┌──
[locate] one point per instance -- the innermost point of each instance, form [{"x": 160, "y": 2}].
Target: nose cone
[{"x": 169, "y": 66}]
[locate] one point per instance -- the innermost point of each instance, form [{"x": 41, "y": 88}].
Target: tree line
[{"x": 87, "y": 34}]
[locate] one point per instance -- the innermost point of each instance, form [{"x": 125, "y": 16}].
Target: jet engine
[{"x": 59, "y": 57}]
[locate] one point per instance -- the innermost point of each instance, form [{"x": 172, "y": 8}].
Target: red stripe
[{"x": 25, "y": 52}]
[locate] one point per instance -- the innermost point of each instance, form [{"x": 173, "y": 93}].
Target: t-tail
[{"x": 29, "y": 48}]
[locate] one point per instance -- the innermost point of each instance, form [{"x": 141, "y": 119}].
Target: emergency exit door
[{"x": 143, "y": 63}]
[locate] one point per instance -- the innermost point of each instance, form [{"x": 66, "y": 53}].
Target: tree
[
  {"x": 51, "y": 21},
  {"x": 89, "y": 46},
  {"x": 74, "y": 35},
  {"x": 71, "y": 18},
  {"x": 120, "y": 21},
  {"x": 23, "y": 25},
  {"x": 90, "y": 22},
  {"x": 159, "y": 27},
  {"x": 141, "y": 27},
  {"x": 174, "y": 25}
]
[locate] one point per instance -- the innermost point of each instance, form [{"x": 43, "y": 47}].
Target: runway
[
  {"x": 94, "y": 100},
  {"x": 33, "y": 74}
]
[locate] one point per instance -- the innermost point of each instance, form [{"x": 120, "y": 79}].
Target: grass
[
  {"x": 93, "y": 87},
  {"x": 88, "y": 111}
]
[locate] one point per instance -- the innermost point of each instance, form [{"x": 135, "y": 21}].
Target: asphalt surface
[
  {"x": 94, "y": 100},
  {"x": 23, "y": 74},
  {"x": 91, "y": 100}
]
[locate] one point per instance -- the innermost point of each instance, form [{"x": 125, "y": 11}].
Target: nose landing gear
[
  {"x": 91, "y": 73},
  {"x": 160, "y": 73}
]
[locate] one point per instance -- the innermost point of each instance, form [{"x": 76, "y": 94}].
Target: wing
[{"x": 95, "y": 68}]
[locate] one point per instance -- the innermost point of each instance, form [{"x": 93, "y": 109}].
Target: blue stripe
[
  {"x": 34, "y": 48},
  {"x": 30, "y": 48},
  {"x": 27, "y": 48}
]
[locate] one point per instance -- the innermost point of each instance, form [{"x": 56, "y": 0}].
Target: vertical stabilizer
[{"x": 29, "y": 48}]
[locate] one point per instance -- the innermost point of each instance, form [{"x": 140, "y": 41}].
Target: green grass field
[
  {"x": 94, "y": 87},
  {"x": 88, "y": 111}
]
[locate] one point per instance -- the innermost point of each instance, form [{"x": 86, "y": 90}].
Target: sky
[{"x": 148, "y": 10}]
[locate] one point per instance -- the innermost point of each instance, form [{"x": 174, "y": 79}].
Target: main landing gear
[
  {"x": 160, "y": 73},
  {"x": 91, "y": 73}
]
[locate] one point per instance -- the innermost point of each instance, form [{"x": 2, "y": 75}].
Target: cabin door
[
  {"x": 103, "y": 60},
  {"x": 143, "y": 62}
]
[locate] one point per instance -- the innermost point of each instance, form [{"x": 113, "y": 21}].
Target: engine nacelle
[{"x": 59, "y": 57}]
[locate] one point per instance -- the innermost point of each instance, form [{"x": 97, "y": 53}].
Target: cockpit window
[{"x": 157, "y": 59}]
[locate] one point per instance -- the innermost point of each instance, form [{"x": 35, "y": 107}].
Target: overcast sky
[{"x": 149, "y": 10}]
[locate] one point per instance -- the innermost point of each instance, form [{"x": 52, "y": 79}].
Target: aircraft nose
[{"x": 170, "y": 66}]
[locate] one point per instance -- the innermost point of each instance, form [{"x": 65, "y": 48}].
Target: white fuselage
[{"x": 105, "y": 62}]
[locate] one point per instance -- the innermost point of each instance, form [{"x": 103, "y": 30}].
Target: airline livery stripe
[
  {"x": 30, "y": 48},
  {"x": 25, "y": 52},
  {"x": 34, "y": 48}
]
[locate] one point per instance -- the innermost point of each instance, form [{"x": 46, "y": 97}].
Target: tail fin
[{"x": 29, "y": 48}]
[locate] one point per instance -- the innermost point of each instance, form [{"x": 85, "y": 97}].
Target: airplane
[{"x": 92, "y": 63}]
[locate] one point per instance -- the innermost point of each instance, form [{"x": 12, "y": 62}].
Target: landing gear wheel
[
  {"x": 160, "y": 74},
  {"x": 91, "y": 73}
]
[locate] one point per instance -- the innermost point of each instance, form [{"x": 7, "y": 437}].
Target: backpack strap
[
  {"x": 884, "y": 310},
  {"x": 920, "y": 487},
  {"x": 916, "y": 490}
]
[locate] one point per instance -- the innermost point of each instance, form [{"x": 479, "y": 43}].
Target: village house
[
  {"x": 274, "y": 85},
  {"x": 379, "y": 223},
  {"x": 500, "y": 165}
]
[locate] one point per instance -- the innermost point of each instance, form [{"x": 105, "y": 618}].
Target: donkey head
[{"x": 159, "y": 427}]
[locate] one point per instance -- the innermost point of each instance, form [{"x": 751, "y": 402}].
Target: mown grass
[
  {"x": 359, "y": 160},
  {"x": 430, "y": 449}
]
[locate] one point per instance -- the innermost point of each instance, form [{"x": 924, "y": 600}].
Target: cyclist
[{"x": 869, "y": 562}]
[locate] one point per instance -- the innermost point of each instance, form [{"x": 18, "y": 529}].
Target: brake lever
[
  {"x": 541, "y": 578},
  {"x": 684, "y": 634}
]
└──
From the records above, extract each line exactly as shown.

[locate] one point per instance -- the innermost point of each instance, form [{"x": 160, "y": 2}].
Target: nose cone
[{"x": 169, "y": 66}]
[locate] one point per instance -- the innermost point of each instance, form [{"x": 41, "y": 88}].
Target: tree line
[{"x": 87, "y": 34}]
[locate] one point per instance -- the innermost point of each instance, form [{"x": 125, "y": 16}].
Target: jet engine
[{"x": 59, "y": 57}]
[locate] one point per instance -- the innermost point of each instance, form [{"x": 172, "y": 8}].
Target: red stripe
[{"x": 25, "y": 52}]
[locate] one point per instance -- the innermost point of each instance, form [{"x": 173, "y": 93}].
Target: t-tail
[{"x": 29, "y": 48}]
[locate] one point per instance -- the innermost point of each instance, form [{"x": 141, "y": 119}].
Target: emergency exit door
[{"x": 143, "y": 63}]
[locate] one point per instance -- the innermost point of each instance, form [{"x": 66, "y": 53}].
Target: tree
[
  {"x": 51, "y": 21},
  {"x": 89, "y": 46},
  {"x": 74, "y": 35},
  {"x": 71, "y": 18},
  {"x": 120, "y": 21},
  {"x": 23, "y": 25},
  {"x": 90, "y": 22},
  {"x": 159, "y": 27},
  {"x": 141, "y": 27},
  {"x": 174, "y": 25}
]
[locate] one point per instance -- the innermost point of each instance, form [{"x": 43, "y": 47}].
Target: runway
[
  {"x": 94, "y": 100},
  {"x": 33, "y": 74}
]
[locate] one point per instance -- the innermost point of each instance, form [{"x": 120, "y": 79}].
Target: grass
[
  {"x": 93, "y": 87},
  {"x": 88, "y": 111}
]
[locate] one point per instance -- the innermost point of each instance, form [{"x": 135, "y": 21}].
Target: asphalt surface
[
  {"x": 94, "y": 100},
  {"x": 23, "y": 74},
  {"x": 91, "y": 100}
]
[locate] one point per instance -- the innermost point of each instance, form [{"x": 125, "y": 11}].
Target: nose landing gear
[
  {"x": 91, "y": 73},
  {"x": 160, "y": 73}
]
[locate] one point per instance -- the innermost point of each instance, form [{"x": 76, "y": 94}].
Target: wing
[{"x": 95, "y": 68}]
[locate] one point per instance -- the innermost point of each instance, form [{"x": 93, "y": 109}].
Target: blue stripe
[
  {"x": 34, "y": 48},
  {"x": 30, "y": 48},
  {"x": 27, "y": 48}
]
[locate] one point per instance -- the innermost point of each instance, form [{"x": 56, "y": 0}].
Target: vertical stabilizer
[{"x": 29, "y": 48}]
[locate] one point per instance -- the innermost point of each instance, form [{"x": 140, "y": 41}].
Target: green grass field
[
  {"x": 94, "y": 87},
  {"x": 88, "y": 111}
]
[locate] one point per instance -- the innermost point of each instance, form [{"x": 86, "y": 90}].
Target: sky
[{"x": 148, "y": 10}]
[locate] one point per instance -- the innermost point of each instance, form [{"x": 174, "y": 79}].
Target: main landing gear
[
  {"x": 160, "y": 73},
  {"x": 91, "y": 73}
]
[locate] one point per instance -- the innermost point of each instance, form [{"x": 2, "y": 75}].
Target: cabin door
[
  {"x": 103, "y": 60},
  {"x": 143, "y": 62}
]
[locate] one point per instance -- the innermost point of each instance, form [{"x": 113, "y": 21}].
Target: engine nacelle
[{"x": 59, "y": 57}]
[locate] one point per instance -- the innermost point of each instance, form [{"x": 97, "y": 53}].
Target: cockpit window
[{"x": 157, "y": 59}]
[locate] one point per instance -- the innermost point of each instance, form [{"x": 35, "y": 107}].
Target: overcast sky
[{"x": 149, "y": 10}]
[locate] one point per instance -- the innermost point of each instance, form [{"x": 52, "y": 79}].
Target: aircraft nose
[{"x": 170, "y": 66}]
[locate] one point per instance -- the innermost point of each instance, form [{"x": 65, "y": 48}].
Target: white fuselage
[{"x": 105, "y": 62}]
[locate] one point per instance -- the innermost point of each instance, form [{"x": 103, "y": 30}].
Target: airline livery stripe
[
  {"x": 30, "y": 48},
  {"x": 25, "y": 52},
  {"x": 34, "y": 48}
]
[locate] one point per instance -- the innermost point of each instance, form [{"x": 46, "y": 97}].
Target: tail fin
[{"x": 29, "y": 48}]
[locate] one point per instance -- the innermost point of each instance, form [{"x": 85, "y": 97}].
Target: airplane
[{"x": 92, "y": 63}]
[locate] one point per instance -- the innermost point of each instance, form [{"x": 12, "y": 62}].
Target: landing gear wheel
[
  {"x": 160, "y": 74},
  {"x": 91, "y": 73}
]
[locate] one point per instance -- the innermost point of each instance, form [{"x": 7, "y": 437}].
Target: backpack strap
[
  {"x": 884, "y": 310},
  {"x": 920, "y": 487},
  {"x": 916, "y": 490}
]
[locate] one point per instance -- the innermost point of each instance, form [{"x": 479, "y": 43}].
Target: village house
[
  {"x": 274, "y": 85},
  {"x": 379, "y": 223},
  {"x": 500, "y": 165}
]
[locate] one point per instance -- the innermost point of each instance, form [{"x": 105, "y": 618}].
Target: donkey head
[{"x": 159, "y": 427}]
[locate] one point per instance -- the innermost point of each instance, form [{"x": 751, "y": 402}].
Target: mown grass
[
  {"x": 359, "y": 160},
  {"x": 430, "y": 449}
]
[locate] one point per instance -- the innermost point of each instance, form [{"x": 924, "y": 600}].
Target: cyclist
[{"x": 869, "y": 562}]
[locate] one point per instance -- the innermost point of each instance, form [{"x": 18, "y": 529}].
Target: brake lever
[
  {"x": 541, "y": 578},
  {"x": 684, "y": 634}
]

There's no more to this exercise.